*What this task involves*. Make an exact copy of the records that follow, with each picture omitted.
-- Data excerpts follows --
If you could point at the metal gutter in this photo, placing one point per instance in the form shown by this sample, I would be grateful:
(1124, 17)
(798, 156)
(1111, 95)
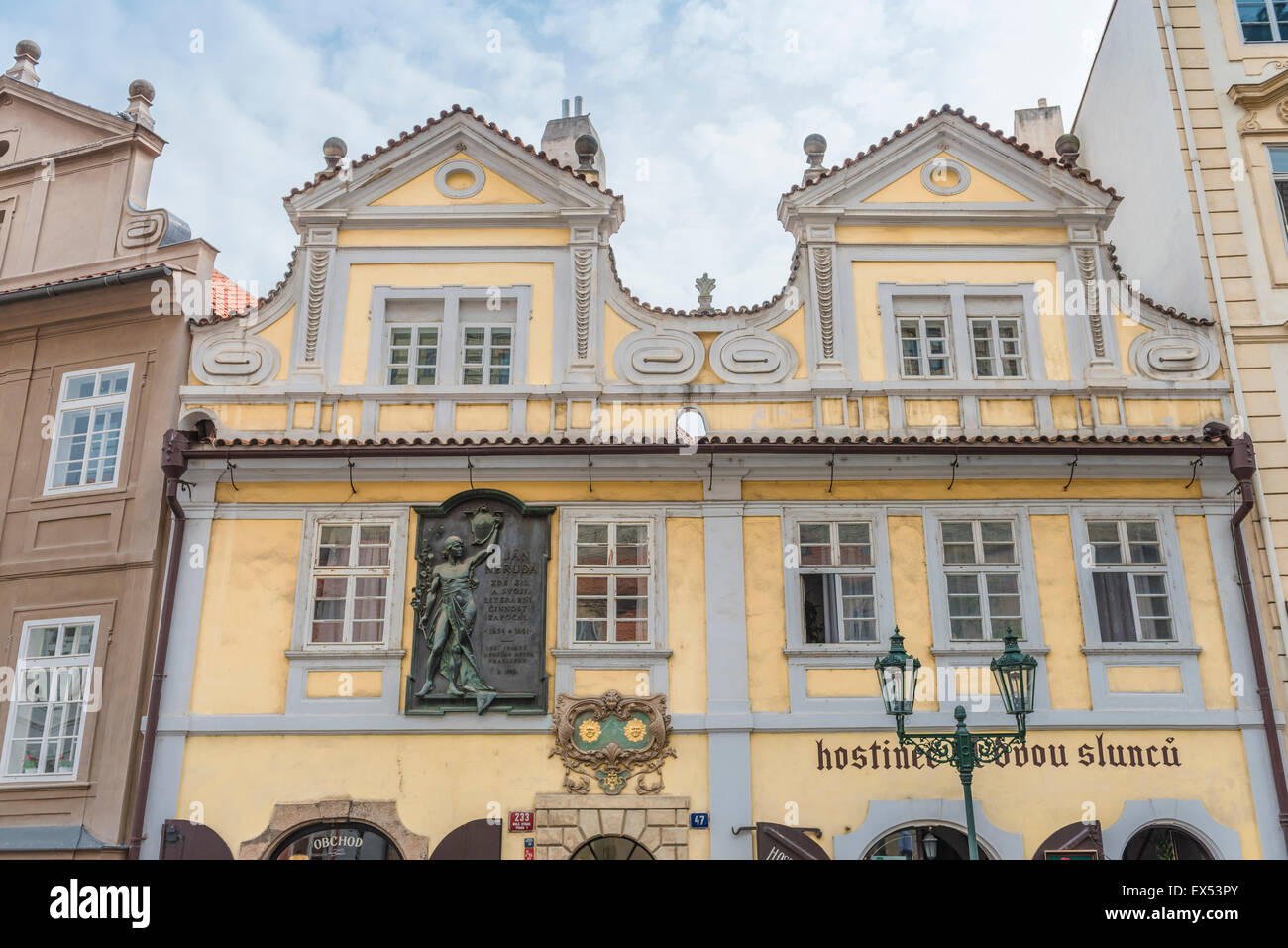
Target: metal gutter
(702, 449)
(174, 464)
(121, 278)
(1223, 314)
-- Data excerpts concluded --
*Solution to the problem*.
If you could point at the metal gutter in this photo, placing one point per instance in the form shown by this sample, I would be grateful:
(1124, 17)
(798, 156)
(1111, 95)
Target: metal gutter
(702, 449)
(174, 464)
(121, 278)
(1223, 314)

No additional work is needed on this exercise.